▸ TASK BRIEF:
Can you return, word for word, the part of the Arizona Open 2011 forum thread below that opens with the words containing "I would go, but" and closes with "forum, congrats guys!"?

▸ GIVEN PASSAGE:

┄┄┄┄┄┄

# Arizona Open 2011 (IS NOW WCA OFFICIAL!)



## AustinReed (Apr 22, 2011)

Hello! 
Arizona Open 2011 will take place on June 04 2011 at Brown Mackie College in Phoenix. This competition was not going to be WCA official, but because of Ryan's awesome efforts, it is now! Registration and info below:
http://arizonaspeedcubing.com/arizona-open-2011/

If any questions, feel free to contact Ryan on the website.

-Thanks!


----------



## NathanG (Apr 24, 2011)

How many are signed up so far?


----------



## Tim Major (Apr 24, 2011)

NathanG said:


> How many are signed up so far?


 
http://arizonaspeedcubing.com/arizona-open-2011-competitors/

Hope you have an official comp soon in the future :tu


----------



## AustinReed (Apr 24, 2011)

Yeah. We need all the people we can get.


----------



## liljthedude (May 8, 2011)

I would go but I have to take the SAT that same day. =(


----------



## AustinReed (May 8, 2011)

That stinks :/ Oh well.


----------



## liljthedude (May 8, 2011)

Haha yeah, that's life.


----------



## ryan1127 (May 8, 2011)

*The comp is now official*

As of about a day ago, the comp will be WCA sanctioned. Jeremy Fleischman will be the delegate. We are really excited and hope everyone can come.


----------



## uberCuber (May 8, 2011)

OMG ITS OFFICIAL I AM COMING FOR SURE

will prob pre-register later today


----------



## liljthedude (May 8, 2011)

We should have another competition in Phoenix in July. =)


----------



## ryan1127 (May 8, 2011)

uberCuber said:


> OMG ITS OFFICIAL I AM COMING FOR SURE
> 
> will prob pre-register later today


 
Awesome! Justmake sure to look over it again. We had to make a couple changes


----------



## uberCuber (May 8, 2011)

Well, it says that there is 5x5, so as long as that stays true, I'm happy 

btw, I am the Justin Thomas that sent a request to the Arizona Speedcubing facebook group


----------



## Adrian (May 8, 2011)

I would go, but I doubt I can convince my mom to drive me there from Tucson.


----------



## joey (May 8, 2011)

I just changed the title and moved this to the official WCA comps forum, congrats guys!


----------



## AustinReed (May 9, 2011)

┄┄┄┄┄┄

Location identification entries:
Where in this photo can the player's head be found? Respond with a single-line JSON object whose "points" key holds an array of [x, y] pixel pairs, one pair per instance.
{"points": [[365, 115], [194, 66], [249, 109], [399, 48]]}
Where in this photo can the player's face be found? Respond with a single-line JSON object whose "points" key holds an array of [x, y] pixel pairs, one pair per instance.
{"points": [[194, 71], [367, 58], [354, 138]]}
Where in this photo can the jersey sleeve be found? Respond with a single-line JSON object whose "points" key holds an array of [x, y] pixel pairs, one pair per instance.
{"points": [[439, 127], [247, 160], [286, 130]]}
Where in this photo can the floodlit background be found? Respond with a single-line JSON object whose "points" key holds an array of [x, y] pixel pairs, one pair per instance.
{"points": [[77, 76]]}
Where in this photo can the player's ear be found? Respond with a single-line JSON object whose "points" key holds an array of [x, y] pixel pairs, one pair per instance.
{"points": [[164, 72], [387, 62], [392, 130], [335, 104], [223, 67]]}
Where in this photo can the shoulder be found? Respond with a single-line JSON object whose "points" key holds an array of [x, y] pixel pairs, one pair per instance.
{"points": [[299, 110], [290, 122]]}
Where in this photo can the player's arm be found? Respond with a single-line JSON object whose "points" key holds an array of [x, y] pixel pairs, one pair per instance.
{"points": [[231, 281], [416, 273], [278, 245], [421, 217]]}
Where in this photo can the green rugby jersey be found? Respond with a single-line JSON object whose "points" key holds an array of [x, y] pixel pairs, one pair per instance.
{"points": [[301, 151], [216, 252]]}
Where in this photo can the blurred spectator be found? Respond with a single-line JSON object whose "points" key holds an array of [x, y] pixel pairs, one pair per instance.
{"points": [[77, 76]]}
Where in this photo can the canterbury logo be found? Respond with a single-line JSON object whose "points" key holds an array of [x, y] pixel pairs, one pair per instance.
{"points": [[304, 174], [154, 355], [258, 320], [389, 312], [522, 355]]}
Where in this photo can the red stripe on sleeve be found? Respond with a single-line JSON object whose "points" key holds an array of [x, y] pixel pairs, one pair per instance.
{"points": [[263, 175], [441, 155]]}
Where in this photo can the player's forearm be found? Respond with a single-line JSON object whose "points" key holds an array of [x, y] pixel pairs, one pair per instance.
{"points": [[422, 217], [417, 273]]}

┄┄┄┄┄┄

▸ WRITTEN SOLUTION:
I would go, but I doubt I can convince my mom to drive me there from Tucson.


----------



## joey (May 8, 2011)

I just changed the title and moved this to the official WCA comps forum, congrats guys!